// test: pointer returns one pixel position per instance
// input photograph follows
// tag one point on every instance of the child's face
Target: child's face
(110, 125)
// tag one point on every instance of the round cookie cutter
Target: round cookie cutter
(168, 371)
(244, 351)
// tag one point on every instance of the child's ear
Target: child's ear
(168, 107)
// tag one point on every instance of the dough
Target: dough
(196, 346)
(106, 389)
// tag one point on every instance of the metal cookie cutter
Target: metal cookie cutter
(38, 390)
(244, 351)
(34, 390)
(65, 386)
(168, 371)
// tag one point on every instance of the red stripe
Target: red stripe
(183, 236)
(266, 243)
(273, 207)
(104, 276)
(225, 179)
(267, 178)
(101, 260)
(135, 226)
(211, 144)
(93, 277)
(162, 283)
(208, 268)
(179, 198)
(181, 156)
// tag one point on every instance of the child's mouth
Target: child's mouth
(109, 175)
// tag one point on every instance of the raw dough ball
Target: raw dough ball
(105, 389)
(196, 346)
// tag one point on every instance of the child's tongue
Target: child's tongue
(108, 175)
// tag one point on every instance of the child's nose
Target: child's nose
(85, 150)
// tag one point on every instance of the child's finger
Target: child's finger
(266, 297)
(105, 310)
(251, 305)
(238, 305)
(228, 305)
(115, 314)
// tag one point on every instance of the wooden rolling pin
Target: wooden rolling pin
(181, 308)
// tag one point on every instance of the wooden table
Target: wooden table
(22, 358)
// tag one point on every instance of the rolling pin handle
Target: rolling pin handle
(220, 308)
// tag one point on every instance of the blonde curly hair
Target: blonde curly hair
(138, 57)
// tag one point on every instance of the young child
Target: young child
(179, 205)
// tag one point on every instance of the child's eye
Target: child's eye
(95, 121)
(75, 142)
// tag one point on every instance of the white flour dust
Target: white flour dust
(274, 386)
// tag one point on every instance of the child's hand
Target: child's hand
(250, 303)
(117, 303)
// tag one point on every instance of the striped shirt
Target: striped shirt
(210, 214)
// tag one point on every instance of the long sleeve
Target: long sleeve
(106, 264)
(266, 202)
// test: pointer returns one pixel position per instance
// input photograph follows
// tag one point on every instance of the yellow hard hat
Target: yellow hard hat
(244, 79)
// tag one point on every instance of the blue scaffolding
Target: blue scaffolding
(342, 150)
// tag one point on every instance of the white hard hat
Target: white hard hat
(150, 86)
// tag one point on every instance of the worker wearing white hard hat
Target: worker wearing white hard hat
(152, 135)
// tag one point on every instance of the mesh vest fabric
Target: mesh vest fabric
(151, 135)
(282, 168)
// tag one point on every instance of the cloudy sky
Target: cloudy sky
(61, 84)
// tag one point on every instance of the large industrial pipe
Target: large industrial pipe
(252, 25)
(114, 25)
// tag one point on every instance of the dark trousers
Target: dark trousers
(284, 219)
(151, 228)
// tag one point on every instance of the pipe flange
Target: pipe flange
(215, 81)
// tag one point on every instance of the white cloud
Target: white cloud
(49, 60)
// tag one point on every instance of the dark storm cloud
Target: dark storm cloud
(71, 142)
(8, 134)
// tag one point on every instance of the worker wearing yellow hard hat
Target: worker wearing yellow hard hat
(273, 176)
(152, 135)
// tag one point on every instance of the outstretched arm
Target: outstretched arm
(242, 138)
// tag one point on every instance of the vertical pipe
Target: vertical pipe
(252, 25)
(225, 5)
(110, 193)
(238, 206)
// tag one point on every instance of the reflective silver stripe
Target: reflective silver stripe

_Exercise brief_
Rescale the data from the line containing "the large industrial pipe" through the end of the data, both ends included. Reproduce every line, including those without coordinates, but multiply each point coordinate in the answers by 0.75 and round it to a whole number, with halves rounded up.

_Task answer_
// tag one point on every instance of the large industrial pipe
Target: large industrial pipe
(189, 19)
(86, 19)
// tag one point on every instance of the dark trousers
Target: dark trousers
(213, 164)
(113, 171)
// tag one point on every instance of the pipe flange
Target: pipe flange
(161, 61)
// tag one point on every instance of the white cloud
Target: white cloud
(37, 45)
// tag one point on every instance of the dark storm cloud
Target: dark storm cloud
(53, 107)
(6, 101)
// tag one point on every instance of the worker wearing yellow hard hat
Target: worker wearing yellow hard hat
(205, 132)
(114, 101)
// tag one point on every instance of the outstretched arm
Target: outstretched arm
(182, 104)
// tag one point on every instance of the vertical pipe
Target: vertical pipe
(189, 19)
(169, 4)
(83, 145)
(179, 155)
// tag one point on every instance of the reflective silver stripe
Target: reflective silver stripe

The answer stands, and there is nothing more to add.